Quoted passage
* start *

Western Football Conference
- Conference: NCAA
- Division: II
- Region: Pacific coast

= Western Football Conference (United States) =

Now-defunct NCAA Division II college football conference

The Western Football Conference was an NCAA Division II scholarship-awarding football conference that existed from 1982 to 1993.

Among its member schools were (from 1982 to 1992 unless otherwise noted):
- Santa Clara
- Cal Poly SLO
- Cal State Northridge
- Cal Lutheran (1985–1989)
- Sacramento State (1985–1992)
- Southern Utah (1986–1992)
- Portland State
- Cal Poly Pomona (1982)

The first discussion of the formation of the league was held by administrators in 1976. Its founding, and only, commissioner was Vic Buccola, who had been the athletic director at Cal Poly from 1973 to 1981. He then became a founder and commissioner of the multi-sport American West Conference, which was chartered after the WFC folded in 1993.

The WFC folded in part because of a new NCAA rule that prohibited member institutions who competed at the Division I (D-I) level in other sports from competing at the Division II (D-II) level in football. Cal State Northridge, Cal Poly SLO, Southern Utah, and Sacramento State, plus UC Davis for football, were the first announced members of the American West Conference.

* end *

Source material
* start *

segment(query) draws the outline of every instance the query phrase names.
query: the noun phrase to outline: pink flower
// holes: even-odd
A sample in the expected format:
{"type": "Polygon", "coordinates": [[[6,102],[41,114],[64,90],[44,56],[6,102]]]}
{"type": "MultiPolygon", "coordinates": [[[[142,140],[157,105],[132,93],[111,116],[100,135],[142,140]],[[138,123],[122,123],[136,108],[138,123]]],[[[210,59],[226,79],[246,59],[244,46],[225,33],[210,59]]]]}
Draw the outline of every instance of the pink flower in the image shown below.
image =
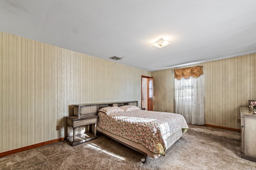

* end *

Short task 1
Answer these questions from the Western Football Conference text:
(a) Across which years did the conference exist?
(b) Who was its only commissioner?
(c) During which years was Cal Lutheran a member?
Short task 2
Rewrite every line of the listing as a numbered list, skipping any blank lines and omitting the picture.
The text and the listing come from unrelated sources.

Exercise result 1
(a) 1982 to 1993
(b) Vic Buccola
(c) 1985–1989

Exercise result 2
1. segment(query) draws the outline of every instance the query phrase names.
2. query: the noun phrase to outline: pink flower
3. // holes: even-odd
4. A sample in the expected format:
5. {"type": "Polygon", "coordinates": [[[6,102],[41,114],[64,90],[44,56],[6,102]]]}
6. {"type": "MultiPolygon", "coordinates": [[[[142,140],[157,105],[132,93],[111,116],[100,135],[142,140]],[[138,123],[122,123],[136,108],[138,123]]],[[[210,59],[226,79],[246,59],[244,46],[225,33],[210,59]]]]}
7. Draw the outline of every instance of the pink flower in the image shown below.
8. image =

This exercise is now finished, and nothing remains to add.